- **Passage fourni**:
━━━━━━━━━━━━━━━━

Lunaire annuelle (Lunaria annua) et teinture végétale sur coton pour teinter la lumière crue du néon
183 x 207 cm (dimension variable)
2022

Ici, l’étang qui s’étire nonchalamment. Là, le ventre rondouillard qu’une colline offre aux nuages. Un peu plus loin encore, le cours tranquille d’une rivière qui, chatouillée par les galets, pépie sous le toit des arbres. Pour Giulia Zanvit, diplômée de l'ESBA - MO.CO de Montpellier, un morceau de nature peut servir de thème à toute une vie. C’est un peu son panthéon.

Sa lecture des éléments qui l’entourent est presque animiste. Elle est de ces artistes qui se bercent des lueurs d’un coucher de soleil, de la cadence de leurs reflets sur l’eau. De ceux aussi, qui aiment prendre le temps. Elle contemple, ressent et crée. Les trois actions sont si bien mêlées qu’elle réalise désormais des installations in situ. Touche à tout, et foncièrement curieuse, Giulia Zanvit dessine, peint, sculpte et construit.

Ses créations très diverses suivent toutes un même fil rouge : la cueillette, le recyclage et le réemploie. Elle prend un peu à la nature, sans l’abîmer jamais, pour la montrer sous un angle nouveau. Résolument, elle expérimente : les pigments sont ces fleurs, ces pierres qu’elle a glanées dans la forêt ou sur la plage. Les matériaux qui font le corps de ses œuvres sont aussi cueillis au fil de ses promenades. Elle nous invite à apprécier les racines profondes de l’Homme à travers son art : bien ancrées dans la terre, enfouies dans une nature qu’à tort on peut renier. C’est son instinct, happé par les beautés diverses des choses naturelles, par leur harmonie, leur équilibre, qui guide son œil puis sa main.

━━━━━━━━━━━━━━━━

- **Données fournies**:
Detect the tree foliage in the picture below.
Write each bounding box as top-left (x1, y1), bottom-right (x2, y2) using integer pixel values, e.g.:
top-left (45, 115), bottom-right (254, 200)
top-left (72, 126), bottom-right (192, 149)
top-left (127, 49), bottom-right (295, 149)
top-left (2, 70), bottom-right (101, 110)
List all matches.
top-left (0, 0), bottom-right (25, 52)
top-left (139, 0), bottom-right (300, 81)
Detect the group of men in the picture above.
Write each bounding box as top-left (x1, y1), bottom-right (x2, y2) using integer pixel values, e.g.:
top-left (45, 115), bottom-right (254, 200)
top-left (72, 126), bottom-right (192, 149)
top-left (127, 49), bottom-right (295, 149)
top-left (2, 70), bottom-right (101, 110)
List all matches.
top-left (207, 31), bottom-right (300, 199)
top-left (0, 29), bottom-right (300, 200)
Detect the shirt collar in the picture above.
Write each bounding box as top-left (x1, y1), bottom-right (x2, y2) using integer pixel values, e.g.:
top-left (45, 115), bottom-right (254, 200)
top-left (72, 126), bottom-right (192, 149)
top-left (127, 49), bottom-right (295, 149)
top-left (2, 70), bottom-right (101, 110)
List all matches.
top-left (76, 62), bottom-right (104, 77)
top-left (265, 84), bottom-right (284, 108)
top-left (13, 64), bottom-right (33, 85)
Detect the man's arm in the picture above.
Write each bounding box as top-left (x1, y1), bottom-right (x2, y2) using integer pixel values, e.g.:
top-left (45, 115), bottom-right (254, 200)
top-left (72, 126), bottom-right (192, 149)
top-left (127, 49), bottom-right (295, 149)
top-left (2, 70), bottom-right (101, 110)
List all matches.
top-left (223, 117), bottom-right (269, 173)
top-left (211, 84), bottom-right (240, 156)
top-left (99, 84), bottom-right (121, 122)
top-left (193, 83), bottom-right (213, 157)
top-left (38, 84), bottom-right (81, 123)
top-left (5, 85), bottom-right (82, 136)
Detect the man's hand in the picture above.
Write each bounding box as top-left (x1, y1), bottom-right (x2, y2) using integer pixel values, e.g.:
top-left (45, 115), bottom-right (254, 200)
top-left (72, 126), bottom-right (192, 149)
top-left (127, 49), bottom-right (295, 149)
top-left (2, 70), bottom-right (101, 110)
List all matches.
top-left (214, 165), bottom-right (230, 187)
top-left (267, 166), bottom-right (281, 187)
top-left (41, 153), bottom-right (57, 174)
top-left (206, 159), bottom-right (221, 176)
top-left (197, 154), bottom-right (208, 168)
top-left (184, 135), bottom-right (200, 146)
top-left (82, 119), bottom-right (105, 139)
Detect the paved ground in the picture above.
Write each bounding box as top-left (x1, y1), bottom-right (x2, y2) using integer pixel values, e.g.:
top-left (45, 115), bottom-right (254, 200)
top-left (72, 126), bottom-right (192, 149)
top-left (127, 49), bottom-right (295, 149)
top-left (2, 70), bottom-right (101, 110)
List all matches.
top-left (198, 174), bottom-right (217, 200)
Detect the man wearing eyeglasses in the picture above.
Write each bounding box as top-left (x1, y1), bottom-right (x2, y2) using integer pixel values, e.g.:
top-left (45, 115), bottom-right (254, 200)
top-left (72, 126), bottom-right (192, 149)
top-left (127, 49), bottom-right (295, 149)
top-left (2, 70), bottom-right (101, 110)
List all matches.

━━━━━━━━━━━━━━━━

- **Actions à mener**:
**a.** Dans le passage fourni, relevez les quatre verbes qui énumèrent les pratiques artistiques de Giulia Zanvit.
**b.** Répondez aux questions suivantes à partir du passage fourni.
(i) Quelle année est indiquée pour l'œuvre ?
(ii) De quelle école Giulia Zanvit est-elle diplômée ?
(iii) Que sont ses pigments ?

- **Réponses complètes**:
**a.** dessine, peint, sculpte, construit

**b.**
(i) 2022
(ii) L'ESBA - MO.CO de Montpellier
(iii) Des fleurs et des pierres qu'elle a glanées dans la forêt ou sur la plage